Point localization data
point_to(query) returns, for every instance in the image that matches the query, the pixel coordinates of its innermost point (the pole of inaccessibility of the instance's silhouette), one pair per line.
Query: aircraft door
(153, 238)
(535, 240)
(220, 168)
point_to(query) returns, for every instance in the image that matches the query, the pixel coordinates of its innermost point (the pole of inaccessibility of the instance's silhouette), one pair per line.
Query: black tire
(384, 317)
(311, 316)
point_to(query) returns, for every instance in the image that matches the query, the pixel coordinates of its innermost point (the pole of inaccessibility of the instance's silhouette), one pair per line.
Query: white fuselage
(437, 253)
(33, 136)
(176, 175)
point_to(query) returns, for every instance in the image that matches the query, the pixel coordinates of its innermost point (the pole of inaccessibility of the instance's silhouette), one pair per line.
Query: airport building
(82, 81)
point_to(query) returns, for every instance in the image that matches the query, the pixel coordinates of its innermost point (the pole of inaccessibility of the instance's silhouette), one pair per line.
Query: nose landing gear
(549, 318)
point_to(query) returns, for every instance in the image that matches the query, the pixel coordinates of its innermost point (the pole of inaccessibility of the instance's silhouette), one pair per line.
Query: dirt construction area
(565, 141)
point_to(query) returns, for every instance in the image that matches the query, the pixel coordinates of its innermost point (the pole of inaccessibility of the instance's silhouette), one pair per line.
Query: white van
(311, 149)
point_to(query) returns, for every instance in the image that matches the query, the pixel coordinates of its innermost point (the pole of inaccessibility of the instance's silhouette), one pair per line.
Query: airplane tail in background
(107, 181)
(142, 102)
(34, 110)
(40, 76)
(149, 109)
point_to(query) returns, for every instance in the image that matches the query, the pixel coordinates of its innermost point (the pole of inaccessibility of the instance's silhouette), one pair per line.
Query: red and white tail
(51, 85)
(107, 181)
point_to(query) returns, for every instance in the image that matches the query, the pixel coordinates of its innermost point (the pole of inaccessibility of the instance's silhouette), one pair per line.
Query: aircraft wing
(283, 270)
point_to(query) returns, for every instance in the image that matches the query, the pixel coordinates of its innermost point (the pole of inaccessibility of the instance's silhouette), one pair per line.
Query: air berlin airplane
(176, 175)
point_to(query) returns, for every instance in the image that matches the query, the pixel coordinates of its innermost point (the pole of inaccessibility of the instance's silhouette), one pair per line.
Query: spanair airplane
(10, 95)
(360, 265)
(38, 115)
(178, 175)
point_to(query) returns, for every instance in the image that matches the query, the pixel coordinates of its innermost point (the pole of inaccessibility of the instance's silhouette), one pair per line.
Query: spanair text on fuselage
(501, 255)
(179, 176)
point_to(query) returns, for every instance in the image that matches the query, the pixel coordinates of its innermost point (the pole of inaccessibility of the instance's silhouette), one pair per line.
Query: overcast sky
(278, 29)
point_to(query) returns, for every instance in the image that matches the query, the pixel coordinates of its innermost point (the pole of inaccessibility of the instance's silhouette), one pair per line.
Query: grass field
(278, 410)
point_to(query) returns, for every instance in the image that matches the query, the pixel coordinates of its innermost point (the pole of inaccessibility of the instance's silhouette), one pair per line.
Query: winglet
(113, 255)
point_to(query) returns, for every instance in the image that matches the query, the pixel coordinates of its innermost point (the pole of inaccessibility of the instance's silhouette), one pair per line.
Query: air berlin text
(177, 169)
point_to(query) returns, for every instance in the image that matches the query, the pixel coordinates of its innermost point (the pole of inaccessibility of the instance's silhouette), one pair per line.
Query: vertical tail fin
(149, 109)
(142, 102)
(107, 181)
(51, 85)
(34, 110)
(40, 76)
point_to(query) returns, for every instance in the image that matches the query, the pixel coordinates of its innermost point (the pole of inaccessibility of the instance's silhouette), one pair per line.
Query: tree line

Problem statement:
Please restate every record above word for word.

Exercise result:
point_to(query) returns, for every instance in the image that matches the query, the pixel coordinates of its innermost point (the pole of inaccessibility of the instance's silhouette), one pair per line.
Query: aircraft door
(153, 238)
(535, 240)
(220, 168)
point_to(query) returns, for every instance in the image that matches the query, the pixel coordinates of its innermost point (the pole of inaccessibility of the instance's silhouette), one pair per line.
Query: black tire
(384, 317)
(311, 316)
point_to(query) returns, for every instance in the image that matches the query, the pixel coordinates of its innermost point (the pole of inaccessibility of the instance's silhouette), one pair per line.
Query: white fuselage
(437, 253)
(33, 136)
(176, 175)
point_to(query) returns, for every instance in the image that matches the query, the pixel coordinates of its innermost point (the pole of inaccessibility of the instance's silhouette), one pair per line.
Query: airport building
(82, 81)
point_to(query) returns, for every instance in the image that matches the query, the pixel coordinates of its innermost point (the pole of inaccessibility of the instance's silhouette), one pair per line.
Query: nose landing gear
(549, 318)
point_to(query) returns, for every instance in the image that matches the query, the pixel coordinates of its innermost point (the pole of inaccessibility of the instance's silhouette), one pair per line.
Query: dirt construction area
(565, 141)
point_to(query) returns, for every instance in the image that matches the query, the pixel coordinates of its innermost point (the pole of inaccessibility of the instance's silhouette), one pair per line.
Query: white van
(311, 149)
point_to(query) returns, for every instance in the image that matches the query, the pixel coordinates of its innermost point (the pole of inaccessibility of the instance's silhouette), one pair per line.
Query: airplane tail in background
(107, 181)
(142, 102)
(34, 110)
(40, 76)
(149, 109)
point_to(query) returns, for every instance in the image that matches the query, the pixel coordinates of its innermost point (the pole of inaccessibility of the instance's silhouette), one pair per line.
Query: red and white tail
(51, 85)
(107, 181)
point_to(query) returns, for every instance in the image that matches the query, the pixel coordinates of its innermost point (the pole of inaccessibility of the instance's silhouette), one pair per line.
Query: aircraft wing
(283, 270)
point_to(query) returns, for every instance in the image that matches the query, the pixel coordinates of its innermost point (the pole of inaccessibility of the instance's silhouette), one pair per line.
Query: air berlin airplane
(176, 175)
point_to(query) returns, for every instance in the image that matches the query, the pixel coordinates of its innermost point (the pole of inaccessibility of the instance's silhouette), one pair per line.
Query: spanair airplane
(10, 95)
(360, 265)
(38, 115)
(178, 175)
point_to(query) returns, for every instance in the image that matches the query, the pixel coordinates of its innermost point (the pole of inaccessibility of the instance's silhouette), one pair per line.
Query: spanair text on fuselage
(501, 255)
(179, 176)
point_to(query) returns, for every instance in the image that matches the query, the pixel coordinates of its innermost point (the pole of inaccessibility of the instance's silhouette), one pair per line.
Query: overcast sky
(278, 29)
point_to(query) returns, for every instance in the image that matches the query, the pixel coordinates of its innermost point (the pole of inaccessibility of the instance's silhouette), one pair per line.
Query: grass field
(278, 410)
point_to(query) returns, for every instance in the image that matches the query, the pixel coordinates of its innermost point (the pole of inaccessibility of the instance's silhouette), one pair per line.
Query: winglet
(113, 255)
point_to(query) returns, for every instance in the image that matches the query, the pixel coordinates of its innermost point (the pole of inaccessibility of the instance's silhouette), one pair per line.
Query: air berlin text
(177, 169)
point_to(query) returns, for every instance in the image that matches the query, the pixel coordinates of its innermost point (the pole of inaccessibility of the instance's silhouette), one pair per line.
Query: vertical tail fin
(149, 109)
(142, 102)
(107, 181)
(51, 85)
(34, 110)
(40, 76)
point_to(query) returns, for every instance in the image that matches the query, the pixel coordinates of its innermost point (the pole of inaccessibility of the instance's silhouette), one pair per line.
Query: tree line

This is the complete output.